>> begin
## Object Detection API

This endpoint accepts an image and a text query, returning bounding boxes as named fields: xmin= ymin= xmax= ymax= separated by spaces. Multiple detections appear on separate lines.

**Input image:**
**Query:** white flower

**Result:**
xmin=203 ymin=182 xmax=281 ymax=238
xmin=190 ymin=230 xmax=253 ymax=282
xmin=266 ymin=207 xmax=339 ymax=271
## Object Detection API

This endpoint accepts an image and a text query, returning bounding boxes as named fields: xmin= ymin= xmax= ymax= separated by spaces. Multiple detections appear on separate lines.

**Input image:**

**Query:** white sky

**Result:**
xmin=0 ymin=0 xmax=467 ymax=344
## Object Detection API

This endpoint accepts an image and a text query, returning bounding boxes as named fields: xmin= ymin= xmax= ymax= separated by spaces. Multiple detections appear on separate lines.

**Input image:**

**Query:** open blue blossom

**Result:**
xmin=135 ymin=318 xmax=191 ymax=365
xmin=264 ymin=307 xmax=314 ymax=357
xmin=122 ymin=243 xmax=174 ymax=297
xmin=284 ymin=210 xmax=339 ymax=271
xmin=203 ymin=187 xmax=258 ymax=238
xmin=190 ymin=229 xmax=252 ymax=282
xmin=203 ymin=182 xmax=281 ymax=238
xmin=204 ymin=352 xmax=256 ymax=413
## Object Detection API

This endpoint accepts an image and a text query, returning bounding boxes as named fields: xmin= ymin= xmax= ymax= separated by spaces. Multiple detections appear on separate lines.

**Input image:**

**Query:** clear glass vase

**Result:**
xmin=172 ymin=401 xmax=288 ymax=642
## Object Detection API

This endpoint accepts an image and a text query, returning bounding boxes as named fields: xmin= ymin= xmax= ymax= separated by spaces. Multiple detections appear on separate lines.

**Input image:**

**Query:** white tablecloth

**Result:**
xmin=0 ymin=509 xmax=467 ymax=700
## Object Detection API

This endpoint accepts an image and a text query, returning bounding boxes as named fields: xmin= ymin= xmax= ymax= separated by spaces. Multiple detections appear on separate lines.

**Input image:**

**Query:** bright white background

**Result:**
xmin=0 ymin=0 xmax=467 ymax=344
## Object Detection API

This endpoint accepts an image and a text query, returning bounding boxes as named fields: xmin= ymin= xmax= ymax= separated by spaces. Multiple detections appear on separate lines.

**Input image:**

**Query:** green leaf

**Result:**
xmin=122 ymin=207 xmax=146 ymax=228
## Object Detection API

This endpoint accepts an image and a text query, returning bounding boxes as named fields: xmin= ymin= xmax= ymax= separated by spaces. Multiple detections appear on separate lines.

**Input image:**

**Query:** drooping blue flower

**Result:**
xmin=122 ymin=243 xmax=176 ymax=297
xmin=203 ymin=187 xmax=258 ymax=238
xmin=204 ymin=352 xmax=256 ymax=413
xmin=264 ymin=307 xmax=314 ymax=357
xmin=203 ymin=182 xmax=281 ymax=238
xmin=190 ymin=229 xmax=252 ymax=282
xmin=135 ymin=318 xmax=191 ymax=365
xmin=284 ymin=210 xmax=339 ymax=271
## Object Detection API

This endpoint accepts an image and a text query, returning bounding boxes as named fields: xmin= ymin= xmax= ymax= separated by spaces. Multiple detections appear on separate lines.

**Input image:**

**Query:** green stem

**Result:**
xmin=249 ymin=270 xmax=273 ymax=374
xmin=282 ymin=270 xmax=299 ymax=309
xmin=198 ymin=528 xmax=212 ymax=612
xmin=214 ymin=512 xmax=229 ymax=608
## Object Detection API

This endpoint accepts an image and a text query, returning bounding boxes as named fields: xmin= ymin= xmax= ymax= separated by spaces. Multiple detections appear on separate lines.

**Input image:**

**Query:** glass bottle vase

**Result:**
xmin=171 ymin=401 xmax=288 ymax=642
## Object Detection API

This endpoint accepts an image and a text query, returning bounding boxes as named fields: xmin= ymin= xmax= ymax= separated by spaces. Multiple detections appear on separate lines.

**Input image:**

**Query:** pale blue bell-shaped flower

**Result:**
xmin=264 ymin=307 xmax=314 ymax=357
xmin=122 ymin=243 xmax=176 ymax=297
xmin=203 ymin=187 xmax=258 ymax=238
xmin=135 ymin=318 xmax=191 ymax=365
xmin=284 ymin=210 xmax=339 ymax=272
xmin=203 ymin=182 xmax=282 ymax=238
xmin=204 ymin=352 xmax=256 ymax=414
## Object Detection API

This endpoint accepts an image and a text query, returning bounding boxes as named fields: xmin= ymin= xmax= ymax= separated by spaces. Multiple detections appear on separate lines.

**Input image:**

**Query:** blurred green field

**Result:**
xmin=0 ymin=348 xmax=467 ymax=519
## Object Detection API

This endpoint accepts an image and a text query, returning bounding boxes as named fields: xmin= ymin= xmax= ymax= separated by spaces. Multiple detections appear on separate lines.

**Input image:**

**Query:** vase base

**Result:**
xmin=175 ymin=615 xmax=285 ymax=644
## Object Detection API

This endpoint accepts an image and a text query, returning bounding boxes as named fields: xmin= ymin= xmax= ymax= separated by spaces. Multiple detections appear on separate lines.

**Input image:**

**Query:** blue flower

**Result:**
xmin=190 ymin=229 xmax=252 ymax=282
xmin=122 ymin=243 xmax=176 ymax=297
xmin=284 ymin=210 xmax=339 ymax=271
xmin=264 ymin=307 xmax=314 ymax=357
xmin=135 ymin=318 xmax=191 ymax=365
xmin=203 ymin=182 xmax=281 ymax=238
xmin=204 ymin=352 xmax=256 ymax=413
>> end
TASK STATEMENT ▸ From the entries above, extract every line that contains the word "white", matching case exactly.

RESULT ▸
**Query:** white flower
**Query:** white sky
**Query:** white tablecloth
**Query:** bright white background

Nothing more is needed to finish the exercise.